• _Work required_
Skip the pictures. Repeat everything else in the records word for word.

• _Stored records_
------------
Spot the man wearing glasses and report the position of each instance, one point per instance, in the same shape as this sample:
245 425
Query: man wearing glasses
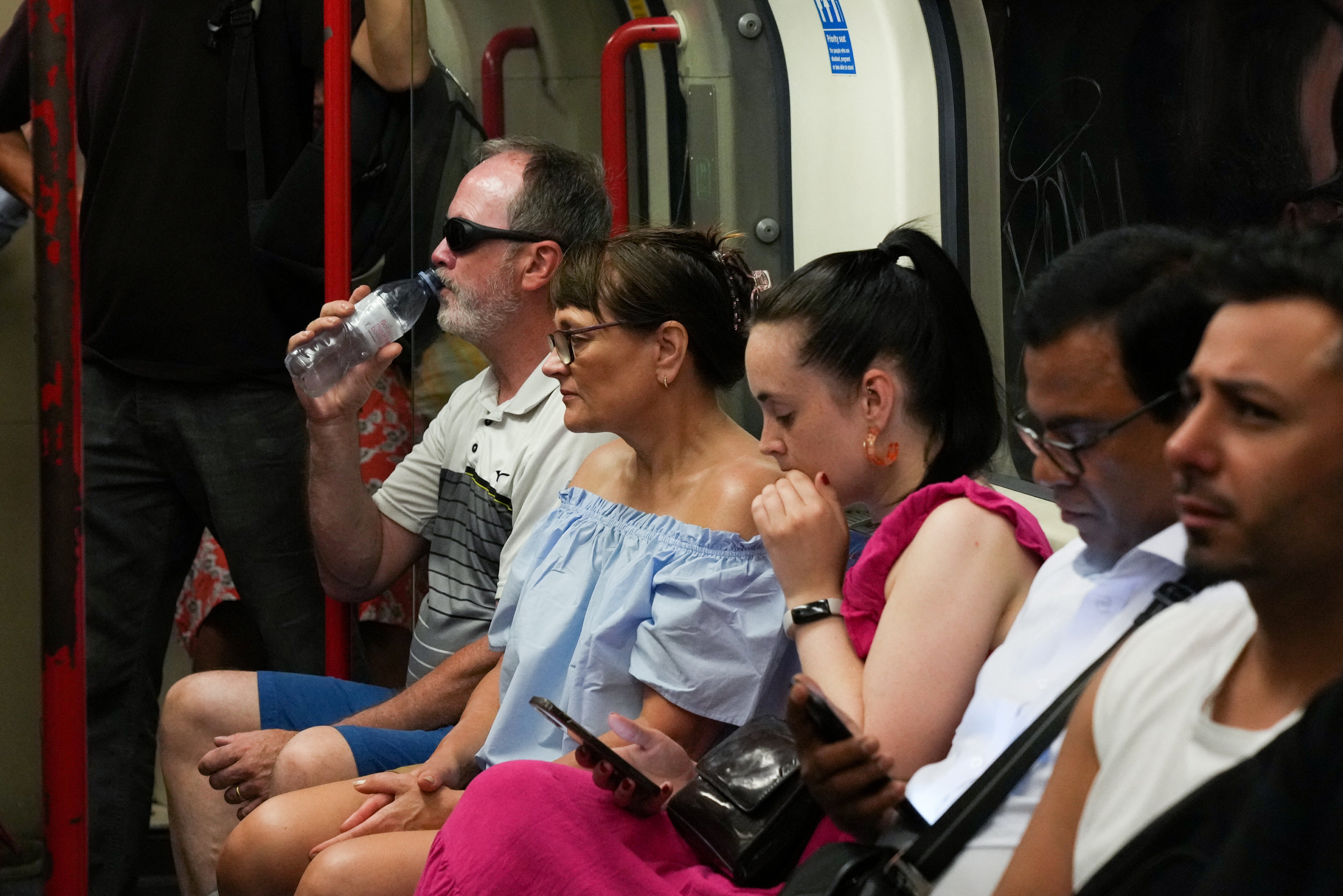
1109 330
491 467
------------
• _Task output_
Spot the man wearing glasses and report the position of each instance, one point per instance, in the same shape as this sample:
245 425
Query: man wearing glasses
1109 330
491 467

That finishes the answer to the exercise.